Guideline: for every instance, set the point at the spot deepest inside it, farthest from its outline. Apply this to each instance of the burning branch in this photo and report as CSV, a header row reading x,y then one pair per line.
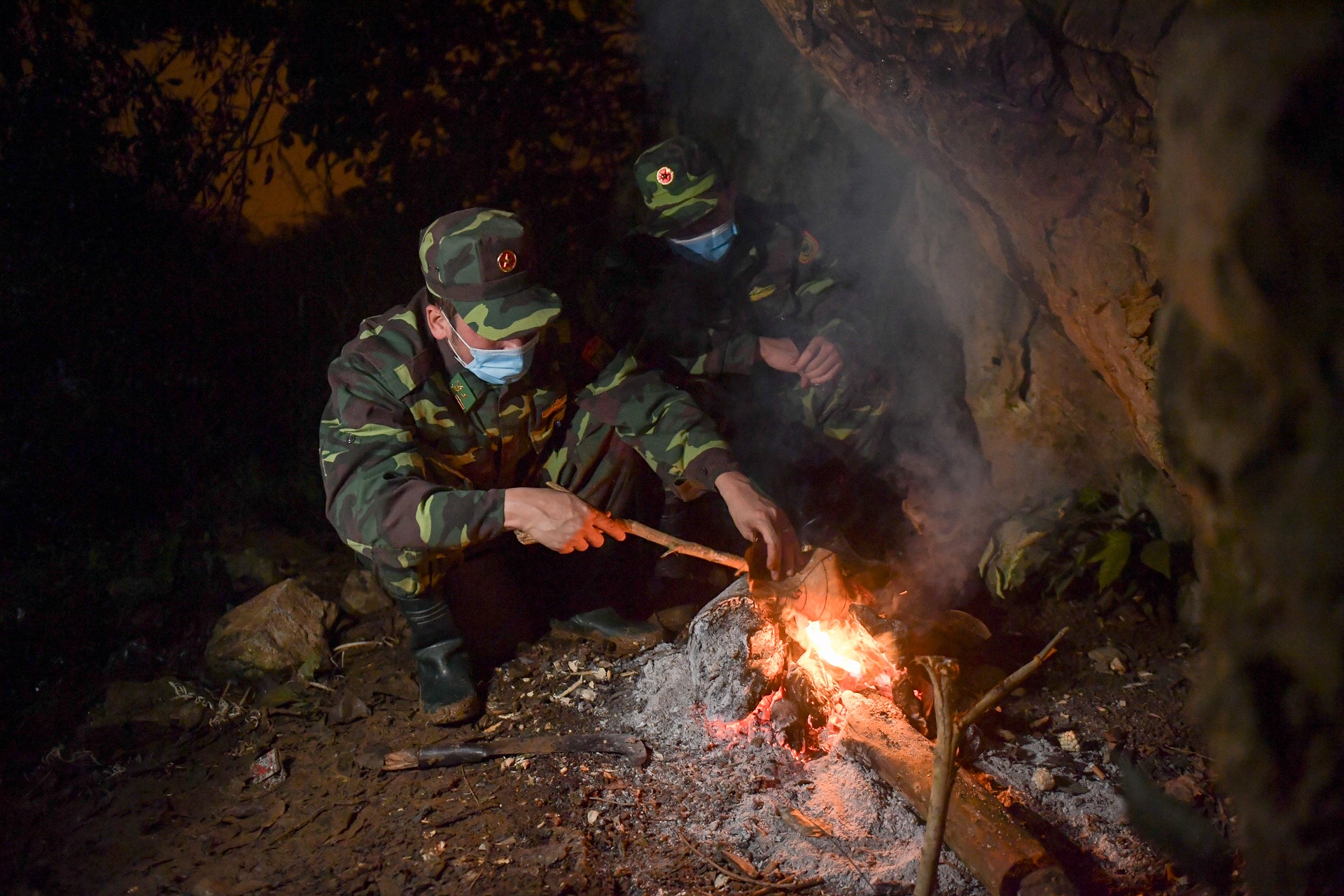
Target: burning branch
x,y
942,673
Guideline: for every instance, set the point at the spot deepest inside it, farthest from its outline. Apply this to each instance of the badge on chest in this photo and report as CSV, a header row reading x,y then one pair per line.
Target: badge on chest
x,y
461,391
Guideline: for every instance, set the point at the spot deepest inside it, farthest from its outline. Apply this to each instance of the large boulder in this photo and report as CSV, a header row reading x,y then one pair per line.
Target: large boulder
x,y
737,654
281,630
1252,391
164,701
1040,118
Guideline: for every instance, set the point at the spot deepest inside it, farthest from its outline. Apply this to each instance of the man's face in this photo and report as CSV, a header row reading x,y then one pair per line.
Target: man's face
x,y
464,337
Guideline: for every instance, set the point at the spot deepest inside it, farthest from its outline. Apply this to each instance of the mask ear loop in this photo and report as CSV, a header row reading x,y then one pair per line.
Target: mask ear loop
x,y
451,342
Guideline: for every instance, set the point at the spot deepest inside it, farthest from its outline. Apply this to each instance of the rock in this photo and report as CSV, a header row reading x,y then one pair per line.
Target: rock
x,y
737,656
347,708
1252,198
1019,547
1042,125
164,701
1105,660
673,620
279,631
362,596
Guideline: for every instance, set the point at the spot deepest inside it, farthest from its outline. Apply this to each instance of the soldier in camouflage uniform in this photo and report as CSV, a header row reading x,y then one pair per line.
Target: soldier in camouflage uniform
x,y
741,305
451,413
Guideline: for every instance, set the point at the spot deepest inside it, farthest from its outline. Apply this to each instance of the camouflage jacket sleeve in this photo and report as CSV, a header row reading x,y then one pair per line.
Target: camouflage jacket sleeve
x,y
710,352
378,495
662,422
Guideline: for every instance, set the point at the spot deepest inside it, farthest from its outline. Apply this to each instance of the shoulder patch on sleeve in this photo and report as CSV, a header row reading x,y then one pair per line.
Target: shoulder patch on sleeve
x,y
808,248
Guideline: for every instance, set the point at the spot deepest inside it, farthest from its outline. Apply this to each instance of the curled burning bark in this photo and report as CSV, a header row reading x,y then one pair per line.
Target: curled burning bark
x,y
737,654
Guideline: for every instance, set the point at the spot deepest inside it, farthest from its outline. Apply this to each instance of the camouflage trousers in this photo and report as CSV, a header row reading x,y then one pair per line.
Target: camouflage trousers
x,y
592,461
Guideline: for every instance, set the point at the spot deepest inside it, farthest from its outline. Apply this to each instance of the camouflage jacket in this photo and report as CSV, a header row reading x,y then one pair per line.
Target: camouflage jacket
x,y
705,318
416,450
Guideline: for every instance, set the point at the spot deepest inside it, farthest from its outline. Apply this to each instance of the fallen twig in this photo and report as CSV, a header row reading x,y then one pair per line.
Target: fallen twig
x,y
942,672
765,886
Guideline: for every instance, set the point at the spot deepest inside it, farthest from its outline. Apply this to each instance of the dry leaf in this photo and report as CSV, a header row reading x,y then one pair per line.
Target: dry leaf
x,y
804,825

**WORK TASK**
Leave every image out when you return the material above word for word.

**RESPONSE BELOW**
Guideline: for every instance, set the point at the spot deepest inside it, farthest from its outline. Apply this to each instance of the burning branch in this photo and report as CSV, a header row reading x,y then one pair per line.
Target: burning branch
x,y
942,673
Guideline: for every instance, set the point at the spot deepest inside it, farthest from its outline. Apply this to each instance of the badge on chest in this photo and report as CSV, a header row reading x,y then one pair per line.
Target: badge on chest
x,y
461,391
Guideline: for every instance, set the point at the spot deepest inside it, farthest from its outline. Apply this to each instance of the large boulder in this photo and report as CSV, a header row reading x,y then one pair per line.
Target: large boulder
x,y
737,654
281,630
1252,391
164,701
1040,118
Guideline: for every instance, set the point at the spot deepest inside it, farthest from its outline. Apply this to each instance of the man's face in this photo and report as CSV, a header row reading x,y then one pair per line.
Target: man's face
x,y
464,337
Guideline: for every instance, set the point at the spot deepest inside it, farthest from its outline. Apply this to each instance of the mask ear loop in this photo and report as CSV, a header row reading x,y then one pair per line.
Target: mask ear loop
x,y
451,342
Guideline: for every instance, set the point at the spot deepest inside it, farthest from its outline. Apply this to each instance of the rock in this photo and report as CSV, a header row reading x,y then one pair per line.
Target: rock
x,y
737,656
347,708
1252,198
1019,547
1042,125
164,701
1105,660
673,620
279,631
362,596
Guideline: for every instance, set the point at the spot deepest inside it, farthest from its outline. Apply this to each instance of the soldier in camouflage uniform in this photo and report as CSV, a header row reading x,y then one pair per line.
Target: soldier in camouflage uniform
x,y
741,305
451,413
Guideline: for every instance, set the point at the spot deepest inside it, farthest from its outline. Apply this to each instance of the camouflage jacket sleeve in this photo and report as CSV, a header row reading x,y then one pair per line.
Target: camouflage jacket sleeve
x,y
710,352
378,495
662,422
Guideline: for every instance, set the point at the spot deepest inside it, farthest from its outline. Apply this to each instance of the shoulder patch on sleeve in this photo and report as CSV, a header row reading x,y then one pair per line.
Target: shoulder patch on sleeve
x,y
808,248
Guideline: for every instance, set the point at the spot deepest inside it, farthest from its outline. Apply this to each instance of the curled burning bark in this photo and report as CSV, a header row reading x,y then one pair per line.
Target: curled burning bark
x,y
737,654
Guideline: for every instance, set the point at the spot deepest inside it, farthest from its outline. Apply this to each instance of the camouflage trousers in this photo and report as CSV, a header row reading x,y then one pair per line.
Target: camouflage trousers
x,y
592,461
Guideline: for every instance, set the point at the spot deepest inside it, farthest from its outline. Apply this to each instance of the camouflage jacket in this photo and report as CSV, a header row reading x,y then one pair per line.
Target: camouflage jacket
x,y
705,318
416,450
Guideline: for every instance, set the point at the spot deepest inside it, farthest from its outline. Apply this to each instance of the fallen twig in this photo and report as CSV, a header row reading x,y then one pair per line.
Target: fallen twig
x,y
942,672
765,886
Guideline: for every instance, set the point at the spot deepest inside it, farthest from its outline. Apply this to each instance of the dry leaf in this photo and report as CSV, a header row reading x,y then one pair per line.
Target: dry leaf
x,y
804,825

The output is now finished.